■ Text extract:

Robert Gregory Browne said:


> I'll provide a link:
> 
> https://www.kirkusreviews.com/author-services/indie/?gclid=COmBo4y1zrkCFe1_QgodzlEAjw
> 
> I suppose since Kirkus is an industry stalwart, we have to assume they have only the best of intentions, right?


The scandal really isn't that old - John Locke was busted on
http://www.nytimes.com/2012/08/26/business/book-reviewers-for-hire-meet-a-demand-for-online-raves.html?pagewanted=all&_r=0


----------



## Robert Gregory Browne (Mar 10, 2011)

Sophrosyne said:


> Actually, Kirkus does NOT guarantee good reviews. So, it doesn't fit into the scam of good reviews for cash model.


Don't fall into the trap of thinking that this excuses them. The fallacy here is that you're still paying, and Kirkus now has a vested interest in continuing to draw in paying customers. They can't do that if they continually give bad reviews now, can they?

I don't care what they claim. As long as they're taking money for reviews from _the author of the books they're reviewing,_ there is a conflict of interest and it's ethically suspect.


----------



## CraigInOregon (Aug 6, 2010)

Robert Gregory Browne said:


> As long as they're taking money for reviews from _the author of the books they're reviewing,_ there is a conflict of interest and it's ethically suspect.


So is your argument that this practice would be hunky-dory if they were taking money for reviews from the publisher of the books they were reviewing, rather than the author?

I'd say that's splitting the hair a bit too fine.

Heck, when you think about it, even accepting advertising from all those publishers ethically compromises Kirkus.

In an ideal set-up, Kirkus would be set up like Consumer Reports: non-profit, accepts no advertising.

But then how would they pay their staff and expenses?

I think the ethical stuff here goes deeper than the drive-by knee-jerk reaction. That's all I'm trying to get across.

■ Task set:
[1] Reproduce the passage of the forum thread on Kirkus reviews starting with "I'd say that's" and going on through "accepts no advertising.".
[2] Return each line of the listing that contains the string "pocket", matching case exactly.

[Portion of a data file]
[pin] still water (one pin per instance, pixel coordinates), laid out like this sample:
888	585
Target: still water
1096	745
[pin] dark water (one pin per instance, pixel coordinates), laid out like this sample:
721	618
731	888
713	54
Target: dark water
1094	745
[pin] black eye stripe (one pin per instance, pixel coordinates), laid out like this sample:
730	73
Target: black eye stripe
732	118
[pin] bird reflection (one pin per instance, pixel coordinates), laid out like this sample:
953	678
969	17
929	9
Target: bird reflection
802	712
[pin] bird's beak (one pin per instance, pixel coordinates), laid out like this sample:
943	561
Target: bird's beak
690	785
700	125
==
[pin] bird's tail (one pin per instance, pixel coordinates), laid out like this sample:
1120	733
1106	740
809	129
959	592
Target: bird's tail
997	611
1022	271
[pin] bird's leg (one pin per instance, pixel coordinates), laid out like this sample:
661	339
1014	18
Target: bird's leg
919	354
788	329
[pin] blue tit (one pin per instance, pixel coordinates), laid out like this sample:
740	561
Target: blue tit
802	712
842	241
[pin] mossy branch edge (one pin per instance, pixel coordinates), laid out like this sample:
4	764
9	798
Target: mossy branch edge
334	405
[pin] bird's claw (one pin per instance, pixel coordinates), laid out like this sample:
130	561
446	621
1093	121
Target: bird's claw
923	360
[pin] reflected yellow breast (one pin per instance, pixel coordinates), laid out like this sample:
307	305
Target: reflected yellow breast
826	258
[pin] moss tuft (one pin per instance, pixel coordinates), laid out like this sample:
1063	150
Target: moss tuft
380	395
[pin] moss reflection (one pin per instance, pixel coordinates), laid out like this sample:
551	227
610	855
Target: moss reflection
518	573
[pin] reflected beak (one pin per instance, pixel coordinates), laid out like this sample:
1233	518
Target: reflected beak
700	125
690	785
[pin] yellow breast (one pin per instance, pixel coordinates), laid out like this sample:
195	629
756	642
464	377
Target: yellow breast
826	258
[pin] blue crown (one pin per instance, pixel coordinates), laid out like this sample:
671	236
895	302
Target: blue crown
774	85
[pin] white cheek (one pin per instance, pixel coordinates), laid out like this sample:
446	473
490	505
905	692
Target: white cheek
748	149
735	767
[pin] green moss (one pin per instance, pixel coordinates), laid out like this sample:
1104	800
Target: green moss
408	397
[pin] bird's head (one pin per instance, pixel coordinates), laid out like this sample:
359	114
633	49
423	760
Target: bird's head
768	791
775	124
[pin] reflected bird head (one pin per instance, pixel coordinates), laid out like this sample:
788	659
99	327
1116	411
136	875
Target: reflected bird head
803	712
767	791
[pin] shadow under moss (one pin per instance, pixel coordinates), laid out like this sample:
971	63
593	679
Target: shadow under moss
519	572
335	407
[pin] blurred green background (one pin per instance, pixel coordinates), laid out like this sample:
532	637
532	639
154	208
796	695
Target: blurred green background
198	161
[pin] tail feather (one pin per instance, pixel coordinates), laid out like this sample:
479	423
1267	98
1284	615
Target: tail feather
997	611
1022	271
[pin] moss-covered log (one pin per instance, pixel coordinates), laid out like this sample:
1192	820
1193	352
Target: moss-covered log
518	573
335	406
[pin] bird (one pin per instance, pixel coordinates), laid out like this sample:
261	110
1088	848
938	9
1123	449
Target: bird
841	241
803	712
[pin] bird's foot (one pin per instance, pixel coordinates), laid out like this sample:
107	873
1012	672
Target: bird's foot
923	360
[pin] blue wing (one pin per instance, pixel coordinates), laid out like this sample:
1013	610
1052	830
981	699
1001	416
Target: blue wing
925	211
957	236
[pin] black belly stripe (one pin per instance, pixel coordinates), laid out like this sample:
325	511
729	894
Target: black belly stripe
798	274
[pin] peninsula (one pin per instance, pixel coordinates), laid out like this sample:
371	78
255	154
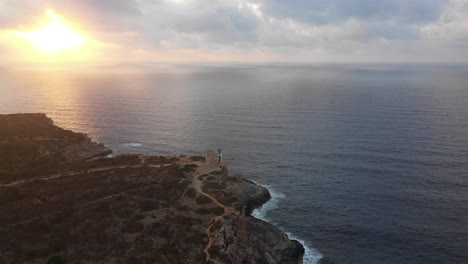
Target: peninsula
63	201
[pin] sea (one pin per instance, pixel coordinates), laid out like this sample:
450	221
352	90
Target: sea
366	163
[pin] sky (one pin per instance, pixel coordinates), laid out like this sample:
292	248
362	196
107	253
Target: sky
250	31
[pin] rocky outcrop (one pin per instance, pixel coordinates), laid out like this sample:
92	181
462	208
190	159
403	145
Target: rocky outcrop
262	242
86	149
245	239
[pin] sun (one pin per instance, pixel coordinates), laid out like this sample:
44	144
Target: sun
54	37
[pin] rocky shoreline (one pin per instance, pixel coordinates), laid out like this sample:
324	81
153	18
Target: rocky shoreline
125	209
--
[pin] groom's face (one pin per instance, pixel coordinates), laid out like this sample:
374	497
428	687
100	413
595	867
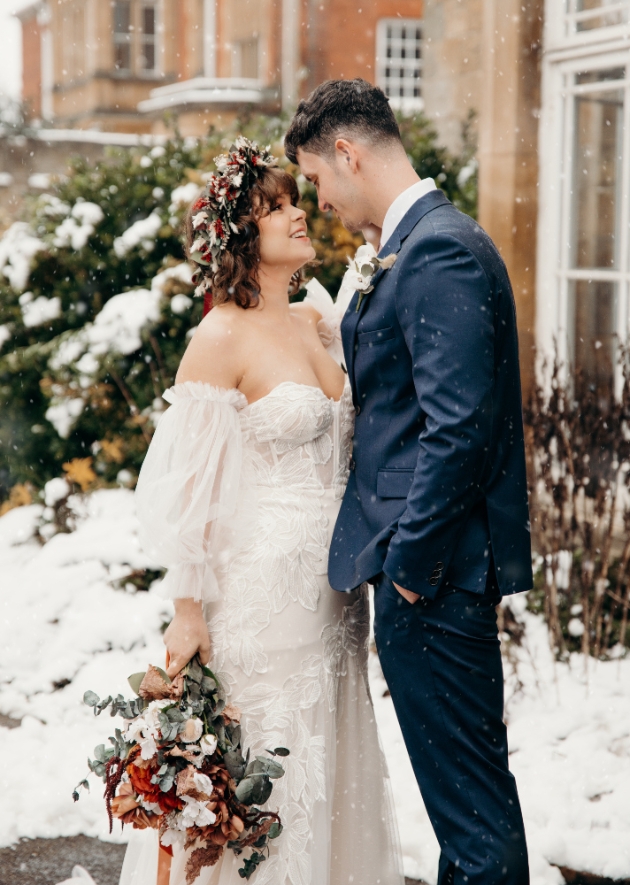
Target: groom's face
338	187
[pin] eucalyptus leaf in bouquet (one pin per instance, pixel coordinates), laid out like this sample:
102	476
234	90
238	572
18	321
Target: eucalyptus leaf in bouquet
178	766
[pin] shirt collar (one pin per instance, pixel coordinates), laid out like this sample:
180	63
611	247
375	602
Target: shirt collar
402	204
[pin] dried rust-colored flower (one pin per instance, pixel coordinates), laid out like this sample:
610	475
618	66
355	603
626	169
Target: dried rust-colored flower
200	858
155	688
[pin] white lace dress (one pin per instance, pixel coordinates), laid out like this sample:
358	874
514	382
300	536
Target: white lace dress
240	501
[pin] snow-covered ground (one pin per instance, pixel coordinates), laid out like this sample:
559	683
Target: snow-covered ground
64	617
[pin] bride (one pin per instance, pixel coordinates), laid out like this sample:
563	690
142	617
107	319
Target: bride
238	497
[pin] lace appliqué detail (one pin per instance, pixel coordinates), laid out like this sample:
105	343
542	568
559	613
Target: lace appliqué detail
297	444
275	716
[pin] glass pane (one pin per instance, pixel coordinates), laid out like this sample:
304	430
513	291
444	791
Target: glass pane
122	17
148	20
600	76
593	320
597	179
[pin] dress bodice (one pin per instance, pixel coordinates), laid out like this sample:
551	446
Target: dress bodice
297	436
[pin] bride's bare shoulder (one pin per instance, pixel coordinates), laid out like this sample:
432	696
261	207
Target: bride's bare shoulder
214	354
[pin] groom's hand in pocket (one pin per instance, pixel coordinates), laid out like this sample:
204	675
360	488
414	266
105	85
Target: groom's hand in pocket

■ Solutions to the tasks:
[1]
I'd say that's splitting the hair a bit too fine.

Heck, when you think about it, even accepting advertising from all those publishers ethically compromises Kirkus.

In an ideal set-up, Kirkus would be set up like Consumer Reports: non-profit, accepts no advertising.

[2]
[pin] groom's hand in pocket (one pin per instance, pixel coordinates), laid out like this sample:
Target: groom's hand in pocket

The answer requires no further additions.